短い課題:
以下の資料の行をすべて、空行を除いて番号付きリストの形に書き直せ。

提供資料:
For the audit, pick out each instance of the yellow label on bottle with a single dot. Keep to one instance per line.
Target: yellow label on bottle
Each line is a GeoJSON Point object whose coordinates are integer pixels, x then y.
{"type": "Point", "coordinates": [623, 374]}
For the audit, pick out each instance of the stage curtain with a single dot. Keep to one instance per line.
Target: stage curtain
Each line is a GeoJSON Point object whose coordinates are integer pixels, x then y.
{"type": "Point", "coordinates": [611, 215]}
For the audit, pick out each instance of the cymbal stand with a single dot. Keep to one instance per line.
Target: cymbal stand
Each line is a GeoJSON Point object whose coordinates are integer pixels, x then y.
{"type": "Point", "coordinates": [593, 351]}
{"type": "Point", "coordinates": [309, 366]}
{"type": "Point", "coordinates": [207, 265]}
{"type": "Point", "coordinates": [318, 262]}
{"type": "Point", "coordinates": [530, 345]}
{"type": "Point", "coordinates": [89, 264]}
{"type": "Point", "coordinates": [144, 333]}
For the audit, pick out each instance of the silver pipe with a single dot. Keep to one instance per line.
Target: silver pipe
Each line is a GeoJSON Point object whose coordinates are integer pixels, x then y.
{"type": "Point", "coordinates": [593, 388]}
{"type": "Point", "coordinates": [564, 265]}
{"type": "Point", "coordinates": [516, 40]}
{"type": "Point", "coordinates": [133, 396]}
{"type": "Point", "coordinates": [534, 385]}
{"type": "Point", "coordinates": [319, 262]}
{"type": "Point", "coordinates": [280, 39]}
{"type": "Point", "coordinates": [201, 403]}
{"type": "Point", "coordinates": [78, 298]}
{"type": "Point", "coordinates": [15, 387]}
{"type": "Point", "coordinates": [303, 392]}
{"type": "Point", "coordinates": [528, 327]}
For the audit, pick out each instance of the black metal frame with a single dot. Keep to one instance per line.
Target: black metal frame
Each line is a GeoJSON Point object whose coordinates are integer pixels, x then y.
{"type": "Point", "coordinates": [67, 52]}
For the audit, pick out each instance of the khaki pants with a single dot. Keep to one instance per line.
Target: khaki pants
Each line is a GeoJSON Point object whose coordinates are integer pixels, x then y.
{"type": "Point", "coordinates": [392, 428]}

解答:
1. For the audit, pick out each instance of the yellow label on bottle with a single dot. Keep to one instance per line.
2. Target: yellow label on bottle
3. Each line is a GeoJSON Point object whose coordinates are integer pixels, x then y.
4. {"type": "Point", "coordinates": [623, 374]}
5. For the audit, pick out each instance of the stage curtain with a single dot. Keep to one instance per line.
6. Target: stage curtain
7. Each line is a GeoJSON Point object whose coordinates are integer pixels, x then y.
8. {"type": "Point", "coordinates": [611, 215]}
9. For the audit, pick out each instance of the cymbal stand with a single dot. Keep to one instance per line.
10. Target: cymbal stand
11. Each line is a GeoJSON Point object whose coordinates are integer pixels, x then y.
12. {"type": "Point", "coordinates": [593, 351]}
13. {"type": "Point", "coordinates": [309, 366]}
14. {"type": "Point", "coordinates": [207, 265]}
15. {"type": "Point", "coordinates": [318, 262]}
16. {"type": "Point", "coordinates": [530, 345]}
17. {"type": "Point", "coordinates": [89, 264]}
18. {"type": "Point", "coordinates": [144, 333]}
19. For the audit, pick out each instance of the silver pipe with a single dot. Keep to one instance per line.
20. Target: silver pipe
21. Each line is a GeoJSON Point object whose coordinates are integer pixels, x then y.
22. {"type": "Point", "coordinates": [593, 388]}
23. {"type": "Point", "coordinates": [564, 265]}
24. {"type": "Point", "coordinates": [516, 40]}
25. {"type": "Point", "coordinates": [133, 396]}
26. {"type": "Point", "coordinates": [534, 385]}
27. {"type": "Point", "coordinates": [319, 262]}
28. {"type": "Point", "coordinates": [280, 39]}
29. {"type": "Point", "coordinates": [201, 403]}
30. {"type": "Point", "coordinates": [78, 298]}
31. {"type": "Point", "coordinates": [15, 387]}
32. {"type": "Point", "coordinates": [303, 392]}
33. {"type": "Point", "coordinates": [528, 327]}
34. For the audit, pick out each instance of the black metal frame with a single dot. Keep to one instance per line.
35. Target: black metal frame
36. Each line is a GeoJSON Point object whose coordinates are integer pixels, x then y.
37. {"type": "Point", "coordinates": [67, 52]}
38. For the audit, pick out each instance of the khaki pants with a single dot. Keep to one instance per line.
39. Target: khaki pants
40. Each line is a GeoJSON Point object whose coordinates are integer pixels, x then y.
41. {"type": "Point", "coordinates": [392, 428]}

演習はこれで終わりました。